-- START Excerpted records --

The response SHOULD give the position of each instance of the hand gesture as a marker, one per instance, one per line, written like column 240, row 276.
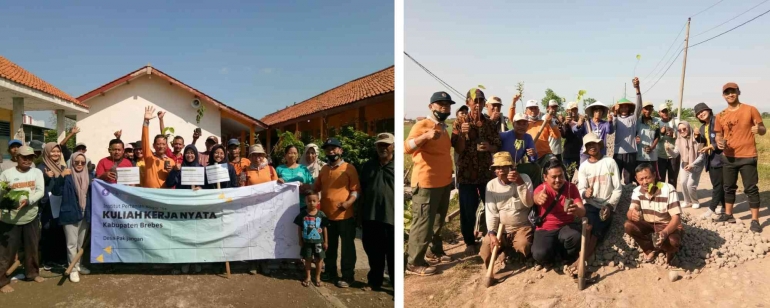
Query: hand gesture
column 48, row 172
column 148, row 113
column 541, row 198
column 465, row 128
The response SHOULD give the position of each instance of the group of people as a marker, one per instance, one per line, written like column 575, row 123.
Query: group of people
column 520, row 168
column 58, row 197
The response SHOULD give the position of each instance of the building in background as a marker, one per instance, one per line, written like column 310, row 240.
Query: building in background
column 366, row 103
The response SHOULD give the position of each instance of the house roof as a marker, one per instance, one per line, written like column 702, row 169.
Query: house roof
column 17, row 74
column 371, row 85
column 149, row 70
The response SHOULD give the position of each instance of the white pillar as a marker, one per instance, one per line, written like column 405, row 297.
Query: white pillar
column 18, row 115
column 60, row 128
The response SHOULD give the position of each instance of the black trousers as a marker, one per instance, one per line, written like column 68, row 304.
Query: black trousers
column 11, row 238
column 564, row 241
column 470, row 195
column 379, row 245
column 717, row 188
column 669, row 167
column 747, row 167
column 626, row 164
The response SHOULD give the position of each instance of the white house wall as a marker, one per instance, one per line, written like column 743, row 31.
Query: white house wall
column 123, row 108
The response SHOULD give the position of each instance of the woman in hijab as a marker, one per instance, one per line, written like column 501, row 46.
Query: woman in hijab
column 310, row 160
column 52, row 242
column 691, row 166
column 75, row 211
column 217, row 156
column 190, row 159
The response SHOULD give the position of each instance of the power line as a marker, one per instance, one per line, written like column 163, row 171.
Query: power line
column 706, row 9
column 442, row 82
column 731, row 19
column 736, row 27
column 669, row 49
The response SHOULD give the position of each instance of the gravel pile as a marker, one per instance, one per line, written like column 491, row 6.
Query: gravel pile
column 705, row 244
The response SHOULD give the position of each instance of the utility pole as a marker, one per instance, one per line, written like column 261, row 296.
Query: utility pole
column 684, row 67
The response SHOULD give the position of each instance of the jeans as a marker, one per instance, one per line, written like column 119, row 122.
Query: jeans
column 470, row 195
column 747, row 167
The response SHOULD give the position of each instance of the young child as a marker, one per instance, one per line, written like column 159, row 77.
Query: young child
column 313, row 241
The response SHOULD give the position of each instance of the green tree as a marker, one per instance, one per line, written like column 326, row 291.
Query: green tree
column 550, row 95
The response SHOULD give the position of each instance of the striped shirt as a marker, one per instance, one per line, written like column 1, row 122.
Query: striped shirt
column 660, row 207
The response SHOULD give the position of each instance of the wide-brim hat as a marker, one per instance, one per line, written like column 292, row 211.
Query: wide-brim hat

-- END Excerpted records --

- Task goal
Copy out exactly the lines between the line with "119, row 122." and the last line of the entries, counting both of those lines.

- Complete response
The response SHOULD give the position of each instance of the jeans as a marker, one per instance, one per line, written like column 119, row 122.
Query: jeans
column 470, row 195
column 747, row 167
The response SHOULD give the position of each instance of the young child as a marker, one per instance, one per line, written like column 159, row 77.
Query: young child
column 313, row 241
The response SHOULD give the position of each instance of the green tree as a marker, one per instance, one per line, written like column 326, row 291.
Query: green tree
column 550, row 95
The response SHOULD give the position of each instance of the striped shirt as a marker, one per instance, one per line, written like column 1, row 122.
Query: striped shirt
column 660, row 207
The response SHOULD give the position of each instance of the wide-brim hat as a marker, one per instance, one per line, written like column 292, row 211.
Query: wide-brim hat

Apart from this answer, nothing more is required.